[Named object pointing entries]
=======
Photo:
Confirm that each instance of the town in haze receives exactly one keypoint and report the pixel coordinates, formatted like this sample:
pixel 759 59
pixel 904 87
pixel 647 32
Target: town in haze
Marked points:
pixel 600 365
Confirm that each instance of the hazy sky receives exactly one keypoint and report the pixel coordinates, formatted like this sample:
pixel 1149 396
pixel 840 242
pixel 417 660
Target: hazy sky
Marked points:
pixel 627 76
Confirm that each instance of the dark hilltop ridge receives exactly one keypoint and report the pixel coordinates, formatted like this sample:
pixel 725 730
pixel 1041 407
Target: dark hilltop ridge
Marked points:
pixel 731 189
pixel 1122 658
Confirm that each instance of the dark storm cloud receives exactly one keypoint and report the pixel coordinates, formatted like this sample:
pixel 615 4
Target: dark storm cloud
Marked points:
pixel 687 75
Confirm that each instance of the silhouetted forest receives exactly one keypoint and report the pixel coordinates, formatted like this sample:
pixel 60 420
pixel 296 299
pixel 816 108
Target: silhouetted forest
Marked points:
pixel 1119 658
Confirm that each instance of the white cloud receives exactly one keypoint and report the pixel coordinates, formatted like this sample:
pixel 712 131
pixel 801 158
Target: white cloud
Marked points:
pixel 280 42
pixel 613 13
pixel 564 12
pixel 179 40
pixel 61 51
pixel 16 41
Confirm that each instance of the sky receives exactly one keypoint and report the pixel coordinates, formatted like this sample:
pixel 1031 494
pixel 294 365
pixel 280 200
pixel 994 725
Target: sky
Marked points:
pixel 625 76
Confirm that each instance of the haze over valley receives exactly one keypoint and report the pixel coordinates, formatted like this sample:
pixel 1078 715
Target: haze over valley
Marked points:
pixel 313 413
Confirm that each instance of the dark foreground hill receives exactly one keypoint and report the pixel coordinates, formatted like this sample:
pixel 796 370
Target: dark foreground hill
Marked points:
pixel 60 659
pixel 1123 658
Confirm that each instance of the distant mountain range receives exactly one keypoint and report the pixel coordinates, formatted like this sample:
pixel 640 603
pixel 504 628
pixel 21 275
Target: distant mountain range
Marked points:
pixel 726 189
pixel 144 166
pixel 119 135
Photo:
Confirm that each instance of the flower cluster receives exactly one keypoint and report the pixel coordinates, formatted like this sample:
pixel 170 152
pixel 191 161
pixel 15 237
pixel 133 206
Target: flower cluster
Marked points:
=======
Written request: Reproduce every line of the rows from the line that contains "Confirm that each instance of the hazy" through the line that contains "pixel 627 76", request lines included. Add 84 to each pixel coordinate in the marked points only.

Written response:
Confirm that each instance of the hazy sky receives exactly one keypoint and report the pixel coordinates, formatted like this sample:
pixel 1149 396
pixel 840 242
pixel 417 660
Target: hazy sky
Marked points:
pixel 711 160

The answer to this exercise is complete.